| TASK BRIEF |
Extract every line from the records below that contains the word "white".

| PROVIDED RECORDS |
-------
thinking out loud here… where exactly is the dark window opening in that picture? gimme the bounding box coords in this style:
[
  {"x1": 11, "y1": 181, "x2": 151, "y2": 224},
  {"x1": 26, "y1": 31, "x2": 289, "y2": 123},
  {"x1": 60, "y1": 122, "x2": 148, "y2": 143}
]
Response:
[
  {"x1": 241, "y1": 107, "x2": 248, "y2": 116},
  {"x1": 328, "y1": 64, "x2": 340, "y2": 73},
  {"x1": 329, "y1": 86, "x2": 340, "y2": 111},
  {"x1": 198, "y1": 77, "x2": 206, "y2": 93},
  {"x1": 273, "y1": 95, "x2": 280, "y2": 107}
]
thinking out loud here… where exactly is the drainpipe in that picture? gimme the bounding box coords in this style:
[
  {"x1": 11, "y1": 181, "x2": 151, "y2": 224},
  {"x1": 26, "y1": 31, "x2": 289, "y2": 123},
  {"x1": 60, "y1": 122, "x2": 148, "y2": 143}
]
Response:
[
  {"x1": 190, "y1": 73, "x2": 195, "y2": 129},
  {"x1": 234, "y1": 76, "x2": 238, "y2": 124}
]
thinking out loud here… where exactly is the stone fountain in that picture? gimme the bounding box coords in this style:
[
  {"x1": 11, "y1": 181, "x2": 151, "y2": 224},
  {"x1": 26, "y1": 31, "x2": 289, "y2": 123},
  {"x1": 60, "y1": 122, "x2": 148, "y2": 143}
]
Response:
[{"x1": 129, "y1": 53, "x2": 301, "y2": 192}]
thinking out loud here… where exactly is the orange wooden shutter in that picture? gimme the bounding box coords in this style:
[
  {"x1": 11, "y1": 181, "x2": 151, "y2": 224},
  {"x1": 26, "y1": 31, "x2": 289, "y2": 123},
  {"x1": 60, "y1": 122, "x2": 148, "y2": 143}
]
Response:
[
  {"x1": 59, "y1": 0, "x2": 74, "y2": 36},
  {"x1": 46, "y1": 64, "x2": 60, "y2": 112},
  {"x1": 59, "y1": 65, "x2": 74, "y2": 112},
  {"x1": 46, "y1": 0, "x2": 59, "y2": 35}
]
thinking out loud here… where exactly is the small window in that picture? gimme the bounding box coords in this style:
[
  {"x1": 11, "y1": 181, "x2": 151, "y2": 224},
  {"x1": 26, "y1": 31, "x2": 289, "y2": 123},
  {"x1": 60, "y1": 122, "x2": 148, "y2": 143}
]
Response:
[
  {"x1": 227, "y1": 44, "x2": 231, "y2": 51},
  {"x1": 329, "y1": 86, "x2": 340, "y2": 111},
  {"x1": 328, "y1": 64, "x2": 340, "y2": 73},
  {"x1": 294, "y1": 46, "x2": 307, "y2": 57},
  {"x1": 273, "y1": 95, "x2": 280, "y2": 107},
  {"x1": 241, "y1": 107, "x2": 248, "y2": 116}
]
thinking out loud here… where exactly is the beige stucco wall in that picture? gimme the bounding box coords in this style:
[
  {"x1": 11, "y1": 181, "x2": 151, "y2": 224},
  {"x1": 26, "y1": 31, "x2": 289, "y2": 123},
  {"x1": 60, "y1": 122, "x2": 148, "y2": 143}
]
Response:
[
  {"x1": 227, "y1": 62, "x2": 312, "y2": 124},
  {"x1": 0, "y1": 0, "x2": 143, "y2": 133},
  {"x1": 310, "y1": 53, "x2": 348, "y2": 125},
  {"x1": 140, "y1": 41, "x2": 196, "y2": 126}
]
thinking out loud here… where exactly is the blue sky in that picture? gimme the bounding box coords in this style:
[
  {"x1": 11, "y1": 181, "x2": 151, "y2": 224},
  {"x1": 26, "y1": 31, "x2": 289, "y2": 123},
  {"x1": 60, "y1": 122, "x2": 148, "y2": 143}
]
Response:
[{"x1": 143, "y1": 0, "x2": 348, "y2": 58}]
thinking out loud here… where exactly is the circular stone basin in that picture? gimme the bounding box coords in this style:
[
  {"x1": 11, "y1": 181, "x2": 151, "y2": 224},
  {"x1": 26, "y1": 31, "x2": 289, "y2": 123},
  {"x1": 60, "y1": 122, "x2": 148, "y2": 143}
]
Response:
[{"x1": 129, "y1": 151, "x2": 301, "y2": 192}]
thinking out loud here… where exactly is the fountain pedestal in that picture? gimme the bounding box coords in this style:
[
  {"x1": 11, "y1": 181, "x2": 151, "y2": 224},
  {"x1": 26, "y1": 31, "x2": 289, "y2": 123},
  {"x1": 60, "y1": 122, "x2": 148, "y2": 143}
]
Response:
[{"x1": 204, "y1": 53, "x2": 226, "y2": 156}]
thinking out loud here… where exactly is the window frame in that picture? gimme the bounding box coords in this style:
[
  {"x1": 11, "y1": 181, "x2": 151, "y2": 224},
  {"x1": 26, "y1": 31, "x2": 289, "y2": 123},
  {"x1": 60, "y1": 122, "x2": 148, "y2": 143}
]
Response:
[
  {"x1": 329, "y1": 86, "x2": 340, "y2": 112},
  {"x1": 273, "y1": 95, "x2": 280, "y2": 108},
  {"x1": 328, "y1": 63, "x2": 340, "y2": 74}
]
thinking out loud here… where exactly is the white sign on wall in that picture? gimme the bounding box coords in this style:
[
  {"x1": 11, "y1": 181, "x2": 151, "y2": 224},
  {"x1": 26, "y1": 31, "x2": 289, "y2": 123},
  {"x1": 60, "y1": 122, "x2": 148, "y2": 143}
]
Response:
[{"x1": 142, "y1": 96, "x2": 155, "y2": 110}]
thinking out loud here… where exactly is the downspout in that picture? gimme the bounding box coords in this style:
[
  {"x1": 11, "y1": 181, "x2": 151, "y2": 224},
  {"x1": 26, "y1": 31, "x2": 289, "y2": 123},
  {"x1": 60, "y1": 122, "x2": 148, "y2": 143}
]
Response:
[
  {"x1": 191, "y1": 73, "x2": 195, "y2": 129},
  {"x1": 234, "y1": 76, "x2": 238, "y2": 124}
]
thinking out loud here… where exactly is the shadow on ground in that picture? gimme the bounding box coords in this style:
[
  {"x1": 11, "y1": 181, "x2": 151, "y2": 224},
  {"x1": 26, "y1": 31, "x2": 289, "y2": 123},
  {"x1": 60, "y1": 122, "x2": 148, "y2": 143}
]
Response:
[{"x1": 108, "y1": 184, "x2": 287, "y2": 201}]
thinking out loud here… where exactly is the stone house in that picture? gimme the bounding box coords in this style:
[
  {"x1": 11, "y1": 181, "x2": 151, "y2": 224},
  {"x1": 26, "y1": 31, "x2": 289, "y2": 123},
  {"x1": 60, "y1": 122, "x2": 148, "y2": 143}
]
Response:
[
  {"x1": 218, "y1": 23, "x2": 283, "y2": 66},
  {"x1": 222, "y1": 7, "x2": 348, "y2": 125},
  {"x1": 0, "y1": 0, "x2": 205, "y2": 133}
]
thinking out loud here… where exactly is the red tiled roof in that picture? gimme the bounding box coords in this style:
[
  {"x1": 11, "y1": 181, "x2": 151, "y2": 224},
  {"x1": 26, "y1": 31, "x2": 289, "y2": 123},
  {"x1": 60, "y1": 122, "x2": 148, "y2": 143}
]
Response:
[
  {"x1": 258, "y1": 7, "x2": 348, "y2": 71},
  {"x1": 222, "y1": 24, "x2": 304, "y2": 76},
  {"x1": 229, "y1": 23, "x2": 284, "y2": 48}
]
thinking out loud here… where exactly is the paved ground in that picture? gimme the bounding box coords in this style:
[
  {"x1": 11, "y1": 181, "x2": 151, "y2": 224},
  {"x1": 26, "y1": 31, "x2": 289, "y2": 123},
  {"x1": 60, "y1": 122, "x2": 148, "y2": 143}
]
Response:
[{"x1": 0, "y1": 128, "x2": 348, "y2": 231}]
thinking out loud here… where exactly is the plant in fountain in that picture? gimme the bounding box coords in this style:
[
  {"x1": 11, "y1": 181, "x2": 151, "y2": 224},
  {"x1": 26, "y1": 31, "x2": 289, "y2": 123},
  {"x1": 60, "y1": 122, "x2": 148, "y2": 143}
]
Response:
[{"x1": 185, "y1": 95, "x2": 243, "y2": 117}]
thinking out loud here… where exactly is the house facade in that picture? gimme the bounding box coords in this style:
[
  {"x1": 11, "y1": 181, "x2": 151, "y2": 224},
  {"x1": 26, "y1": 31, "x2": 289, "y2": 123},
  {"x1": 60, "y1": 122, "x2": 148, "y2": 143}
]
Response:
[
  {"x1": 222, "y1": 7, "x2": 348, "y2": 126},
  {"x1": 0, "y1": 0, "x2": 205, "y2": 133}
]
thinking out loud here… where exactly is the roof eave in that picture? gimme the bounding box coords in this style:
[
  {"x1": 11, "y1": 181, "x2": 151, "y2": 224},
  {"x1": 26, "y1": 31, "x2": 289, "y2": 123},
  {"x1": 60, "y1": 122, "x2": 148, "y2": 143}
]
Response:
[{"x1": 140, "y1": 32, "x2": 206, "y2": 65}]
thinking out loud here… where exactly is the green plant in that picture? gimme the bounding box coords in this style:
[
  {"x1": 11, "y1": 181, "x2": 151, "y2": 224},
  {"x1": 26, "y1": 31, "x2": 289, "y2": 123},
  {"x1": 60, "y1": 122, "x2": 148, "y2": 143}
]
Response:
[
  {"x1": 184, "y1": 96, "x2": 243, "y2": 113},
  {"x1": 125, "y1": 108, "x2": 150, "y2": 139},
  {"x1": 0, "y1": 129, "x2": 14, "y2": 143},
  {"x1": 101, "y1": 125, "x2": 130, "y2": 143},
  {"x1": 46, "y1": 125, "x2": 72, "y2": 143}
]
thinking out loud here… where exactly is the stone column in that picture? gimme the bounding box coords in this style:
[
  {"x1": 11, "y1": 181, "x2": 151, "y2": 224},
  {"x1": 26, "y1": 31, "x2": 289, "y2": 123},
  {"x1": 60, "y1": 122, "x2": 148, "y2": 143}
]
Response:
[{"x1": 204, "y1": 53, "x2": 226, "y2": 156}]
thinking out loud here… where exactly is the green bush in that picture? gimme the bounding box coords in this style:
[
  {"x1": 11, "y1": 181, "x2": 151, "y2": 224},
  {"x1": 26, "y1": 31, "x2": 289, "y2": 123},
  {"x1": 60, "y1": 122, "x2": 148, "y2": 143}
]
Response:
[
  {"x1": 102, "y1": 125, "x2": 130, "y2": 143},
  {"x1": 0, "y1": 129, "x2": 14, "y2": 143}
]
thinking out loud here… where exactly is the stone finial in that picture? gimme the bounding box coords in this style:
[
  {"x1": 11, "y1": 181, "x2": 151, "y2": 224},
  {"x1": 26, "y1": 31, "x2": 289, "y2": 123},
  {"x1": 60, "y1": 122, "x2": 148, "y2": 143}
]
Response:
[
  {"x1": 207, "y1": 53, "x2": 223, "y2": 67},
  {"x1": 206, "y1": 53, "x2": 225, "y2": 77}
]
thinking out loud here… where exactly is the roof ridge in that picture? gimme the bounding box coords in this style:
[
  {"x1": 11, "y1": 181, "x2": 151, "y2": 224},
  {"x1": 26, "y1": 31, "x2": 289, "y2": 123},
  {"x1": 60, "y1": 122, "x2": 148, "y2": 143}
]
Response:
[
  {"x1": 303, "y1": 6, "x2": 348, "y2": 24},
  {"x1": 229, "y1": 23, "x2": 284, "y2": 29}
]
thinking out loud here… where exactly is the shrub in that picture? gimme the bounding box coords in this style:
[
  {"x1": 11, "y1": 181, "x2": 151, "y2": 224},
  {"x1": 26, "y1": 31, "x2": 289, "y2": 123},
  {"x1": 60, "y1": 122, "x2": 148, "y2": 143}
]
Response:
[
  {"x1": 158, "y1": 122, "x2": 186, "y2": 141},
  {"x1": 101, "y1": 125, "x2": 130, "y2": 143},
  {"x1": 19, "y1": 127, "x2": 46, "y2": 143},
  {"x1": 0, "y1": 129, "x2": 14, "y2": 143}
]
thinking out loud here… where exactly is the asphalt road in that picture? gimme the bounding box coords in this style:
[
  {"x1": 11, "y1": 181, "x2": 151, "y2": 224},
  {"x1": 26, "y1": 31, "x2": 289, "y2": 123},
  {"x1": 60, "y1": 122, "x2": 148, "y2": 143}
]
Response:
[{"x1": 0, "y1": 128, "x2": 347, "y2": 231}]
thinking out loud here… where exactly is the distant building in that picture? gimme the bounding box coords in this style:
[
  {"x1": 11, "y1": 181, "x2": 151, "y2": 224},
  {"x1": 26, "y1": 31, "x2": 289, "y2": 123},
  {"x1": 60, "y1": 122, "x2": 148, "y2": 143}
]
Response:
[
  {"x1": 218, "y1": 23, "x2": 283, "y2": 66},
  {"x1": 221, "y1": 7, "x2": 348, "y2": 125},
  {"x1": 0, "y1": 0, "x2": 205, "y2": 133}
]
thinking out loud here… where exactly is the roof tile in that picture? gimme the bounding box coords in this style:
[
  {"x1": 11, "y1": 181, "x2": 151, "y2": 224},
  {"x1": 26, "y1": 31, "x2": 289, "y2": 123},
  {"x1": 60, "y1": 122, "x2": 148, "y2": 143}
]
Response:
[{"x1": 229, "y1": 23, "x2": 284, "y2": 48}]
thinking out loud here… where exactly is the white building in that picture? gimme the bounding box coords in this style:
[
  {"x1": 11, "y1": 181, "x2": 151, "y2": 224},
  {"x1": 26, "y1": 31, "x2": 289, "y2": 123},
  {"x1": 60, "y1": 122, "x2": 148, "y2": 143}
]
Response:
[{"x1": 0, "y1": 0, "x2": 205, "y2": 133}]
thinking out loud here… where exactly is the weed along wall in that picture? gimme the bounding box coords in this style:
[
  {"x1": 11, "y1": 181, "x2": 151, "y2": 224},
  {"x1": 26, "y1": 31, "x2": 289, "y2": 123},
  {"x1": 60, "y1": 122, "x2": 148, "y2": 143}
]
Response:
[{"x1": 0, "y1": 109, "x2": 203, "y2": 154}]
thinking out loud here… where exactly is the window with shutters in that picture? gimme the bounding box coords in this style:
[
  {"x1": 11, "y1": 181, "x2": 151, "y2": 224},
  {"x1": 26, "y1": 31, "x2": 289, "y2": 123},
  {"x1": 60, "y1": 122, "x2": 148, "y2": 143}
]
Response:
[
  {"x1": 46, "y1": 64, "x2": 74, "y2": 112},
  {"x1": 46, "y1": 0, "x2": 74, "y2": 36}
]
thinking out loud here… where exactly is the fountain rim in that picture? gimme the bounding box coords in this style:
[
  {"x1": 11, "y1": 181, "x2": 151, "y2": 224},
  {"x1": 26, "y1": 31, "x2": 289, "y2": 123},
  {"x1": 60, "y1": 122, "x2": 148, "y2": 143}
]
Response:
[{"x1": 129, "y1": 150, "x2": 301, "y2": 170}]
-------
| SOLUTION FOR THIS TASK |
thinking out loud here… where exactly is the white sign on wall in that picture? gimme the bounding box coords in this style:
thinking out loud here… where exactly is the white building in that picture? gimme the bounding box coords in this style:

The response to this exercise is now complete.